And more importantly, I think you talked about next quarter, your fee based volumes seems like will be pretty strong, but how should we think about per barrel fee number going forward?

Speaker 1

I had a little hard time hearing the question. I think it was around revenue per barrel for the quarter, which I think we're off about a $0.01 I think from the previous year's quarter. I think as we and we've been very clear on how we contract. As we contract on the water side of the world, we're obviously looking for MVCs and acreage dedication. Those MVCs, we're willing to give a little bit, I guess, on rate to get a longer term contract with an MVC.

Speaker 1

We did have, recall the Poker Lake step up January 1 of 24,000 barrels, another 100,000 barrels. That rate is probably a little bit lighter relative to other contracts in the portfolio. So it's a little bit hard to truly reconcile to the penny. But yes, volumes are starting off really strong for the 2nd quarter. Q1 probably a little bit impacted by recycling, but the start of Q2 July looks really strong.

Speaker 3

Okay. Thanks for that. And then since you mentioned that your MVCs are at probably a higher percentage of the total volumes, how should we think about the average remaining length on the contracts that you have with MVCs?

Speaker 1

Yes, I think it's in the presentation materials, I believe. It's roughly 9 years, I think, on contract life.

Speaker 4

Yes, yes.

Speaker 1

This is David

Speaker 4

Sullivan. Yes, we have the MVCs, the percentage of MVC volumes will happen in the water disposal will go up. We were about will be about 40 percent to 45% once the LEX II project comes on. That's where we'll be as far as percentage of our volumes that are MVC related. It'll be some of the stuff.

Speaker 3

Okay. Thanks for that. I'll turn it over.

Operator

All right. Your next question comes from the line of Patrick Fitzgerald with Baird.

Speaker 5

Hi, thank you for taking the questions. And congrats on getting caught up with the preferred, but those are pretty expensive

Speaker 2

instruments at this point.

Speaker 5

Could you talk about your plan to deal with those going forward? And in particular, the Class D, what would it cost to take those out and would you consider doing something with debt to take those out potentially? Thanks.

Speaker 1

You bet. Yes, the way that our free cash flow builds through the year, it's really back end loaded. So a bulk of our free cash flow comes in Q3, Q4. Obviously, with the LEX II project this year, heavy capital burden in the 1st couple of quarters. But as we see the free cash flow unwinding or coming to us, I guess, in Q3 and Q4 and the working capital unwinding the back end of the fiscal year, our plan would be to utilize those dollars to start making redemption payments on the Class Ds.

Speaker 1

I think our free cash flow over the next couple of years can comfortably address the Class Ds. If there was a market opportunity, I guess, to take out some debt to look at additionally knocking down the Ds, we would consider it. But I think for us right now, just being very, very pragmatic with how we spend our free cash flow and the activities through free cash flow and asset sales.

STORED DATA
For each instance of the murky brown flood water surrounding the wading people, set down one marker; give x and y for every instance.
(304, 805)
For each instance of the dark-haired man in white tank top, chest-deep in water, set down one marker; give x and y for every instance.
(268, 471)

EXERCISES
1. Answer these questions about the earnings call transcript:
(a) Roughly how long is the contract life on the MVC contracts?
(b) What share of water disposal volumes is expected to be MVC related once the LEX II project comes on?
(c) In which quarters does the bulk of the company's free cash flow come?
2. List every quarter of the year that the earnings call transcript refers to by number.
3. Carry the earnings call transcript forward from its final sentence.
The listing has no connection to the call transcript.

EXERCISE RESPONSES
1.
(a) Roughly 9 years.
(b) About 40% to 45%.
(c) Q3 and Q4.

2. Q1, Q2 (also called the 2nd quarter), Q3, Q4

3.
Speaker 5

Okay. But you have nothing on the horizon in terms of like big asset sales too. So you're going to be paying those for and all your preferreds for a while, I guess, is the until free cash flow is generated enough to take them out?

Speaker 1

That's correct. Yes.

Speaker 5

Okay.

Speaker 1

That's our current base plan.

Speaker 5

Okay. You could you just talk about the step up to 2,700,000 barrels a day in July from the average in the fiscal Q1. And then you're getting paid on 3 1,000,000 barrels a day. What did you get paid on in the Q1, I guess, is would be the question? And then why did it step up so significantly?

Speaker 5

Thanks.

Speaker 1

Yes. Really, Q1, I think as I mentioned earlier, impacted by recycling. So as producers are using water on location to frac wells, at some point that flush water production is going to come our way. That's what we're seeing at the start of the Q2. And so I think Mike hit on his comments, we will see some lumpiness in volumes day to day, month to month as a result of producers and their completion cadence.

Speaker 1

For the quarter 1st quarter. Yes, for the quarter, we got paid on about almost 2,600,000 barrels, 2.59.

Speaker 5

All right. Thank you. And then I guess you talked about this last quarter, you talked about this quarter, but like why do you think we're at the bottom here for crude logistics in the DJ?

Speaker 2

I just think that producers are starting to it's more efficient to add rigs. We are anticipating an increase in the volume.

Speaker 5

All right. Thanks a lot guys.

Speaker 1

You bet.

Operator

Our last question comes from the line of Jason Mandel with RBC Capital Markets. Please go ahead.

Speaker 6

Hi, good afternoon. Thanks for taking the question. I just wanted to follow-up from a comment, I think from the last conference call about exploring strategic alternatives on a portion of the liquids business. Any updates to that? It sounds like you may be thinking about some asset sales, but not the whole business.

Speaker 6

So just any clarity would be helpful. Thank you.

Speaker 1

Yes, no updates at this time. I think we'll just continue to look at opportunities that come our way, but no updates on that business at this point in time.

Speaker 6

Okay. Thank you for your help.

Speaker 1

You bet. Thank you.

Operator

Questions. I will now turn the conference back over to Brad Cooper for closing remarks.

Speaker 1

Thanks everyone for your interest in NGL. We look forward to catching up with everyone in a couple of months on the fiscal 2025 Q2 call. Thanks and have a nice weekend.

Operator

This concludes today's conference call. You may now disconnect.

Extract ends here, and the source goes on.